### Exercícios
(1) Transcreva do texto sobre Emilia Pérez o trecho que vai de "A nomeação de" até "da comunidade LGBTQ+.".
(2) Reescreva em forma de lista, com os factos principais, o parágrafo do texto sobre Emilia Pérez que começa por "A nomeação de Gascón".

“Amensagem mais bonita do filme é que talvez todos nós possamos escapar a uma vida difícil. Espero que as pessoas vejam que é possível mudar – há sempre uma segunda oportunidade”, assegura Karla Sofía Gascón, a protagonista de Emilia Pérez, o filme francês, em língua espanhola, de Jacques Audiard, que foi nomeado para 13 categorias dos Óscares, incluindo o de Atriz Principal, cuja cerimónia está agendada para 2 de março (dia 3 na hora de Portugal), no Dolby Theatre, em Los Angeles.

A nomeação de Gascón fica também registada na história dos Óscares por ser a primeira vez que uma intérprete abertamente transgénero entra na corrida como Melhor Atriz. Um papel desafiante – de um barão da droga mexicano que muda de género para iniciar uma nova vida como empresária de sucesso – que acaba por trazer reconhecimento mundial à sua trajetória, refletindo a sua luta pela identidade e pela aceitação, e que coincide com o recente anúncio do Presidente Donald Trump de que os EUA passarão a reconhecer apenas dois géneros – o que naturalmente provocou inúmeros protestos e receio, sobretudo junto da comunidade LGBTQ+.

### Dados fornecidos
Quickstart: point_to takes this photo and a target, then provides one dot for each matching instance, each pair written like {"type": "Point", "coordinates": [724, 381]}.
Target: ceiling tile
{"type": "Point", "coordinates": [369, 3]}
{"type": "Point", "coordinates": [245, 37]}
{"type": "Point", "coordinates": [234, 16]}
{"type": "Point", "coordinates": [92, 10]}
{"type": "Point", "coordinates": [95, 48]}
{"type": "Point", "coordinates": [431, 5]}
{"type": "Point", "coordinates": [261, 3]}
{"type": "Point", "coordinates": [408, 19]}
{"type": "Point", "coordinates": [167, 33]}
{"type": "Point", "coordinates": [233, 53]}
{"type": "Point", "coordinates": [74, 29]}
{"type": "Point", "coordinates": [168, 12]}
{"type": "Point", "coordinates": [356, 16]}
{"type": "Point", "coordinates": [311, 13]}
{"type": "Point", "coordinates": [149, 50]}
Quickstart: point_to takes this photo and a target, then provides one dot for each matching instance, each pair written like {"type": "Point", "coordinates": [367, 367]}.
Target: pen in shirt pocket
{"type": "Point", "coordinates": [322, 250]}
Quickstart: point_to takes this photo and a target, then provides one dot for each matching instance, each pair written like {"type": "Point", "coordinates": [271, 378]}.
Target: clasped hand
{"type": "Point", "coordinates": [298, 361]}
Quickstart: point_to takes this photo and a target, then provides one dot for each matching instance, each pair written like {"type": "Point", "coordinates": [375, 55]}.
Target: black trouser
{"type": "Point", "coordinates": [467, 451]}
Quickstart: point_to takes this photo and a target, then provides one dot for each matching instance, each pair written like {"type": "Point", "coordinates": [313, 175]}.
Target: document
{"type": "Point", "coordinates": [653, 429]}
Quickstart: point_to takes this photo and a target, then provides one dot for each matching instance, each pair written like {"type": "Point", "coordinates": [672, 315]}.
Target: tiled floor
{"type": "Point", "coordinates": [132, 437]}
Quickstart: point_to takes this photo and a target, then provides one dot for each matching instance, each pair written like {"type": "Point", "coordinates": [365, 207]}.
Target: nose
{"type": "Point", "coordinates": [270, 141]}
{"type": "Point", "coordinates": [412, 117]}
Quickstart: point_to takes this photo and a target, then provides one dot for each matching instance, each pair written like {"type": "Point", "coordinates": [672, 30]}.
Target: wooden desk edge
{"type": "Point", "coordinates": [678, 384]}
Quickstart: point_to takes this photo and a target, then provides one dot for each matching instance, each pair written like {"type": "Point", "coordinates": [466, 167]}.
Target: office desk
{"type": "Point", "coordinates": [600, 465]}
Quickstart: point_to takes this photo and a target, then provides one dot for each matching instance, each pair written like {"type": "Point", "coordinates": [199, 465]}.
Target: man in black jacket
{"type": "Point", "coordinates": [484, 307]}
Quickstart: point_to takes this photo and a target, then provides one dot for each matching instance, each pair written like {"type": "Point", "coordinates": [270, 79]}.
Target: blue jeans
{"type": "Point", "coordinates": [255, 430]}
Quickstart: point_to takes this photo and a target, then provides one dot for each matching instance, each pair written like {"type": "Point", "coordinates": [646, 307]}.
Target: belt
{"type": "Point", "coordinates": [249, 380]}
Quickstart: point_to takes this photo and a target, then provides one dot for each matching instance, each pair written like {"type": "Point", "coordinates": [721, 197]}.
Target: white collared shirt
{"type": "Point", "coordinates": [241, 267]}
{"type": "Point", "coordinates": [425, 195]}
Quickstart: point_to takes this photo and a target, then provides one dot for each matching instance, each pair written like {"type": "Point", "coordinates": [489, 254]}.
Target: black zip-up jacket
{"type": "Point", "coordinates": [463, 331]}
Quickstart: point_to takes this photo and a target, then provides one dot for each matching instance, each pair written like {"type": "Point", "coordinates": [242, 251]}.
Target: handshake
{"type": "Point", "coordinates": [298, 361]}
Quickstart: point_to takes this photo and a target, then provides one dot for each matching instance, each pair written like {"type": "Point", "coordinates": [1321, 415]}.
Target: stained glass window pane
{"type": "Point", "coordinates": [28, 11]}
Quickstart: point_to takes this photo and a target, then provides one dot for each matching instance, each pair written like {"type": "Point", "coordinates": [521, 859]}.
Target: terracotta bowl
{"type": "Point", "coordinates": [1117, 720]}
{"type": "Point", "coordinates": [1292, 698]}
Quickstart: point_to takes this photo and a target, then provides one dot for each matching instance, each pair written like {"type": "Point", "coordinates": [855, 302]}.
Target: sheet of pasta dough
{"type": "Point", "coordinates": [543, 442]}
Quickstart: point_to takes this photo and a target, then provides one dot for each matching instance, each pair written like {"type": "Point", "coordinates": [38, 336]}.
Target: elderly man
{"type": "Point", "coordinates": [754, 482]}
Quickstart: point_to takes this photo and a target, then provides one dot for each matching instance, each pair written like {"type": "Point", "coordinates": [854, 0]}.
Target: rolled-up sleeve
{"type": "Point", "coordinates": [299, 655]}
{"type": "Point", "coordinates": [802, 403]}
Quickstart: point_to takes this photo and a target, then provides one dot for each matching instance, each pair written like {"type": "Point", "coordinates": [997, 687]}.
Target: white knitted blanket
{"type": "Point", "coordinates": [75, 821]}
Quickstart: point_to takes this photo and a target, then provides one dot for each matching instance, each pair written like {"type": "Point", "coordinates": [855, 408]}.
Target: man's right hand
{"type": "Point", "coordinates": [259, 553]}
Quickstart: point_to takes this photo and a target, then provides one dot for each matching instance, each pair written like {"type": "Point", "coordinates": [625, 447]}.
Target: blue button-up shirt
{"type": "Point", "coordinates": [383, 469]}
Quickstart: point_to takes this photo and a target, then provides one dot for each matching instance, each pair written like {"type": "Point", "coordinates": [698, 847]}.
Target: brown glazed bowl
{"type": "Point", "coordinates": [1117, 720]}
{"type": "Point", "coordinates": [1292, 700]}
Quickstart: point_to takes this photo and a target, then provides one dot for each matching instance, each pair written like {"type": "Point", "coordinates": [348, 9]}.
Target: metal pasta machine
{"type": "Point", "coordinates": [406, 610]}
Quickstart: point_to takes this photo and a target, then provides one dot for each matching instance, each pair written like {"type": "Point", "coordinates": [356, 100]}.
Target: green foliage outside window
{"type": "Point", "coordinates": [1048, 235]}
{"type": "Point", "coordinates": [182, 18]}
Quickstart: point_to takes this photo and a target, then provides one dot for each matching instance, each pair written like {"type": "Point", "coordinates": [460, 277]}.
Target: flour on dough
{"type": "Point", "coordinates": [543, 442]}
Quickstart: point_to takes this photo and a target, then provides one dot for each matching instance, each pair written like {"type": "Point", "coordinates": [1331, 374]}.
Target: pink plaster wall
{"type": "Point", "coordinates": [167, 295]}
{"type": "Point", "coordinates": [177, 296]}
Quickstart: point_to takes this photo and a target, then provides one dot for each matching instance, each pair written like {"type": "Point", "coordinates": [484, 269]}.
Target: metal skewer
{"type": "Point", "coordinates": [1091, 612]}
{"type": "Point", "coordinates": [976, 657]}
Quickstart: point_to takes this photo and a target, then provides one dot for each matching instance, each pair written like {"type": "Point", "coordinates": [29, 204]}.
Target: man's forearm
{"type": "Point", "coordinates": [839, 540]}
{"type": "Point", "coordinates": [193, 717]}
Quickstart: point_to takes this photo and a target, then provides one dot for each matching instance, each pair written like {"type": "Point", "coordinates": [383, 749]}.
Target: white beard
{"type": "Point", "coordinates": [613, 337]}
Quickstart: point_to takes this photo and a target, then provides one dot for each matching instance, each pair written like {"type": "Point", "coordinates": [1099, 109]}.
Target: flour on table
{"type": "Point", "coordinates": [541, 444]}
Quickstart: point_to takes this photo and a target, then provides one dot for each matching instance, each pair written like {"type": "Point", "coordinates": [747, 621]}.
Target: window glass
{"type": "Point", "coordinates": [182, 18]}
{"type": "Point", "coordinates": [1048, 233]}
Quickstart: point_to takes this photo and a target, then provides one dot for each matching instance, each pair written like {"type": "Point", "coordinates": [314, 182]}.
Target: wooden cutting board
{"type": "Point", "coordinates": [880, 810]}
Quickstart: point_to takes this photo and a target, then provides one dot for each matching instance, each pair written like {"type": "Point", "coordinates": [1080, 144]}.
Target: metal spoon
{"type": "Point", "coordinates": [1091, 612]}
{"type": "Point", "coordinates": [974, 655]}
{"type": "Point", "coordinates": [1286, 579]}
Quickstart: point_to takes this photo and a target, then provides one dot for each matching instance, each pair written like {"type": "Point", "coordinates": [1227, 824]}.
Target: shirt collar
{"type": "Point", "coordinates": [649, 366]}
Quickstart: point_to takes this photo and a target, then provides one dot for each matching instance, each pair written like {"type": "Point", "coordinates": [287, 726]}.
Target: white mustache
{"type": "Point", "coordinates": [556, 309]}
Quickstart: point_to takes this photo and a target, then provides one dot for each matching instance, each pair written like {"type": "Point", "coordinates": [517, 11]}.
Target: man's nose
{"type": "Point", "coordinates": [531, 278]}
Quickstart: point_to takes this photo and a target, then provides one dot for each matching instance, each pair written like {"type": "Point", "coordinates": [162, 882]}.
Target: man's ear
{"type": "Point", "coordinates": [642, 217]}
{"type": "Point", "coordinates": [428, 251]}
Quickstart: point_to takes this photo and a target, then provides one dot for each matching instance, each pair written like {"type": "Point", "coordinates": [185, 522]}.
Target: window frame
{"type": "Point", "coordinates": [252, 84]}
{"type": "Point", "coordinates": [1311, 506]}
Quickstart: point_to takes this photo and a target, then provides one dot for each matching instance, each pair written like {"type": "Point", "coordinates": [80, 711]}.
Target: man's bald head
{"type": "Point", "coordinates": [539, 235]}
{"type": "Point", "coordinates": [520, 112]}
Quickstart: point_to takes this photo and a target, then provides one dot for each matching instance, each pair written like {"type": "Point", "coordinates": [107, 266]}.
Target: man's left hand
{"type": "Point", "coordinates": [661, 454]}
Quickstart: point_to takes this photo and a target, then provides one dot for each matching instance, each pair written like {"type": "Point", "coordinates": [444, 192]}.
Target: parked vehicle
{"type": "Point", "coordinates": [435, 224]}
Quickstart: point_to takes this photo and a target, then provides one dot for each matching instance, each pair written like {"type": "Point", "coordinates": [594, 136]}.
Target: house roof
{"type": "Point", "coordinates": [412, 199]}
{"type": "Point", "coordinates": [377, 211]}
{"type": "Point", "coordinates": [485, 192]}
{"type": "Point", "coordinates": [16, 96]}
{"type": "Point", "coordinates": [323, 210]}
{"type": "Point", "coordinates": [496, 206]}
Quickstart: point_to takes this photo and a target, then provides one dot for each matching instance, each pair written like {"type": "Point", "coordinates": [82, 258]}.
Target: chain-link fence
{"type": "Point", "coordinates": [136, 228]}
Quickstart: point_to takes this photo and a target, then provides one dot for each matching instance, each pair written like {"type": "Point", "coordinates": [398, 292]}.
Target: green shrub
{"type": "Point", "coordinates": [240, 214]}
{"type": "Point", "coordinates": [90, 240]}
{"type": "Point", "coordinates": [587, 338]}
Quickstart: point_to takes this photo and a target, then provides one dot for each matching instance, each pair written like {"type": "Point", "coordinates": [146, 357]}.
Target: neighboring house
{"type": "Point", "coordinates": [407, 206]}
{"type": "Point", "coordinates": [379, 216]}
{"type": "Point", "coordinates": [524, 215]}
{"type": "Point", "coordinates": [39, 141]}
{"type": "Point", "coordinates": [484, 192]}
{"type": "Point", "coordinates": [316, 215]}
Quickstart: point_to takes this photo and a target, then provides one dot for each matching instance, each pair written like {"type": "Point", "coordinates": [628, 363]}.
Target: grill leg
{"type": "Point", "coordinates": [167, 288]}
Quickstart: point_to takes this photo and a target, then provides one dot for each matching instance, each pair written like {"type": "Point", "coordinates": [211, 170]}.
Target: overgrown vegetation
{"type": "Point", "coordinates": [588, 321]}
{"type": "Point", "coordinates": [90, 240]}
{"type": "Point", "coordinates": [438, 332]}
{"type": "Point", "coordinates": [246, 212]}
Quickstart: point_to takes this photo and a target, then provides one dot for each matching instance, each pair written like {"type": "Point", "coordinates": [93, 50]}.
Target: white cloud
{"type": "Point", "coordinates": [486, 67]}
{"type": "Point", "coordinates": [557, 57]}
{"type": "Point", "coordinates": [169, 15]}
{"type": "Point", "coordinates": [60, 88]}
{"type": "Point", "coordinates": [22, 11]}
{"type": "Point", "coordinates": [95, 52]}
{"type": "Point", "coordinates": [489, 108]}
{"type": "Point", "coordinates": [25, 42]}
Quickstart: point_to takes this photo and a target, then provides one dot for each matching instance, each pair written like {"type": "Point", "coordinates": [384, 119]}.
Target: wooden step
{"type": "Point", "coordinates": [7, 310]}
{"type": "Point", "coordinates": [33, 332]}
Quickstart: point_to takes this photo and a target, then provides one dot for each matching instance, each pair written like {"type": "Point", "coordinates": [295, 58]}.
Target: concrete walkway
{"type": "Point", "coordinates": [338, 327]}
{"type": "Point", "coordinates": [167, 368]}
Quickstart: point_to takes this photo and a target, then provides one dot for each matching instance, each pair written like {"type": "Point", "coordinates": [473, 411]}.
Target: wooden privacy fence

### Respostas
(1)
A nomeação de Gascón fica também registada na história dos Óscares por ser a primeira vez que uma intérprete abertamente transgénero entra na corrida como Melhor Atriz. Um papel desafiante – de um barão da droga mexicano que muda de género para iniciar uma nova vida como empresária de sucesso – que acaba por trazer reconhecimento mundial à sua trajetória, refletindo a sua luta pela identidade e pela aceitação, e que coincide com o recente anúncio do Presidente Donald Trump de que os EUA passarão a reconhecer apenas dois géneros – o que naturalmente provocou inúmeros protestos e receio, sobretudo junto da comunidade LGBTQ+.

(2)
- A nomeação de Gascón é a primeira de uma intérprete abertamente transgénero para Melhor Atriz nos Óscares.
- O papel é o de um barão da droga mexicano que muda de género para iniciar uma nova vida como empresária de sucesso.
- O papel traz-lhe reconhecimento mundial e reflete a sua luta pela identidade e pela aceitação.
- A nomeação coincide com o anúncio de Donald Trump de que os EUA passarão a reconhecer apenas dois géneros.
- Esse anúncio provocou inúmeros protestos e receio, sobretudo na comunidade LGBTQ+.